**Dataset entries**
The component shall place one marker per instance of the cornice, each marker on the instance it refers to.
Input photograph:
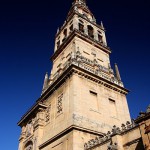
(68, 130)
(83, 37)
(30, 112)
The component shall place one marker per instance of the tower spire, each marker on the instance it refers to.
(117, 72)
(80, 1)
(45, 84)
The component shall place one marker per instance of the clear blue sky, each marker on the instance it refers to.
(27, 30)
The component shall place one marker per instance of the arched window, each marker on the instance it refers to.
(90, 31)
(29, 146)
(81, 27)
(65, 35)
(100, 37)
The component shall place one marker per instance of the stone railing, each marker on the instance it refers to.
(107, 137)
(89, 65)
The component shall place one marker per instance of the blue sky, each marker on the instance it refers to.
(27, 31)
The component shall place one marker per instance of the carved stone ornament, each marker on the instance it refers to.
(113, 146)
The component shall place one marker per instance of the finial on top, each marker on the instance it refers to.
(102, 25)
(117, 72)
(80, 1)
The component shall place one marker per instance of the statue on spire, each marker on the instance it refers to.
(80, 1)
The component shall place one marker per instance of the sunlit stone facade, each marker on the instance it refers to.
(83, 98)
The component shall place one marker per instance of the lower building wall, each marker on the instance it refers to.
(80, 137)
(63, 143)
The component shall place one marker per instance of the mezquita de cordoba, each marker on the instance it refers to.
(83, 104)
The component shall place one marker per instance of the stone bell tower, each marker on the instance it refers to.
(83, 97)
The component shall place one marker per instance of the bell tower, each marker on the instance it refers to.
(83, 96)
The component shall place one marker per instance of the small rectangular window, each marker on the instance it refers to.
(86, 52)
(60, 104)
(58, 44)
(81, 27)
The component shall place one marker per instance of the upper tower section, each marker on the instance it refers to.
(81, 20)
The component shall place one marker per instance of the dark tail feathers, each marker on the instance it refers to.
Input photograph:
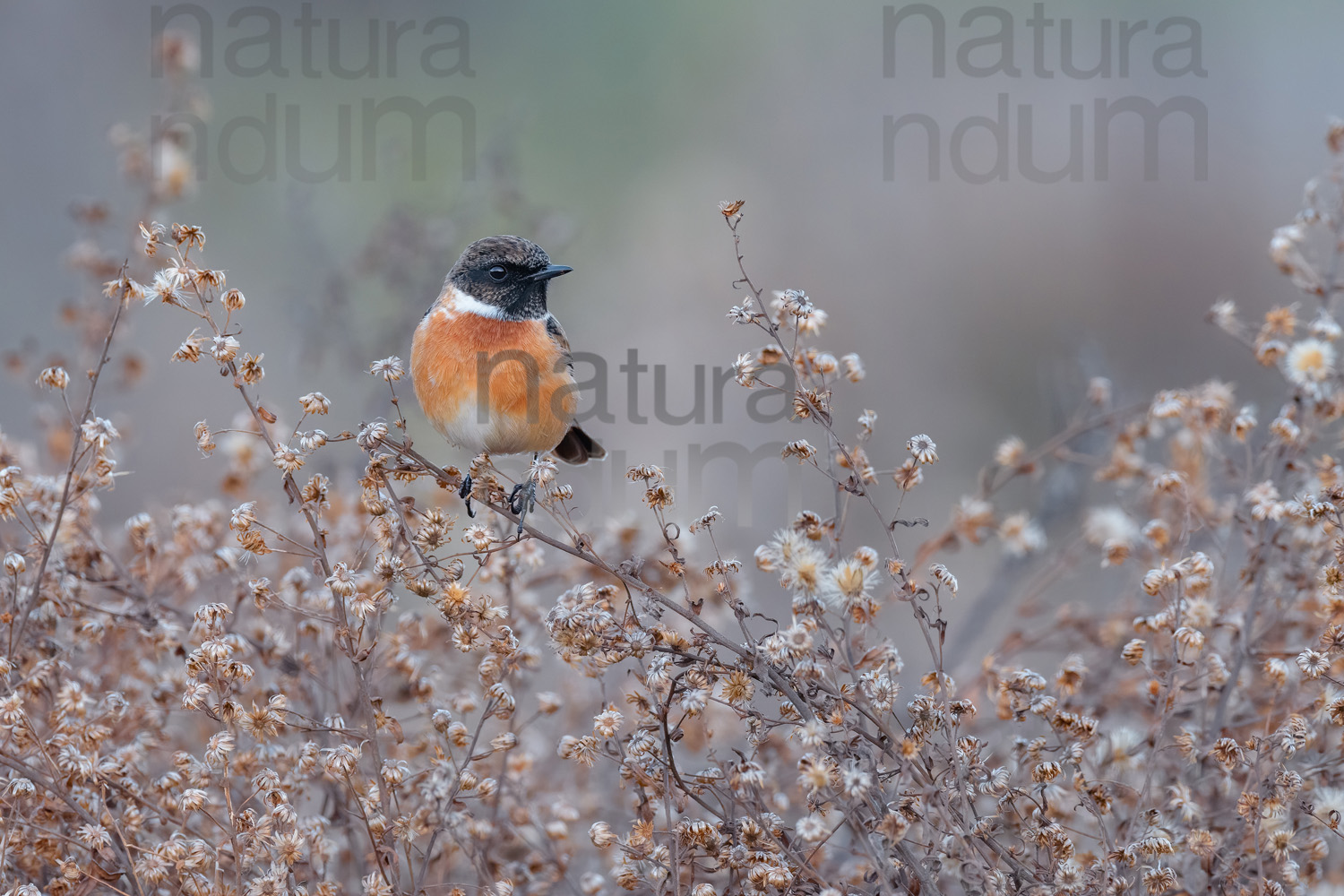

**EXERCISE**
Look above for the line that contains "The component shall place one marker per instance of the small". Starting there, transcribe every line exactly until you have copied the line that contains "The component shall place one marker per instance of the dark".

**SOLUTION TO THIS EXERCISE**
The component shall place one marker per instance of the small rectangular window, each marker on the instance it refers to.
(86, 52)
(60, 104)
(58, 44)
(81, 27)
The component shall place one marker per instance of the upper tower section, each marker on the instance it refers to.
(81, 20)
The component shall place one marker per instance of the dark tail feathers, each marker on the instance it refers to.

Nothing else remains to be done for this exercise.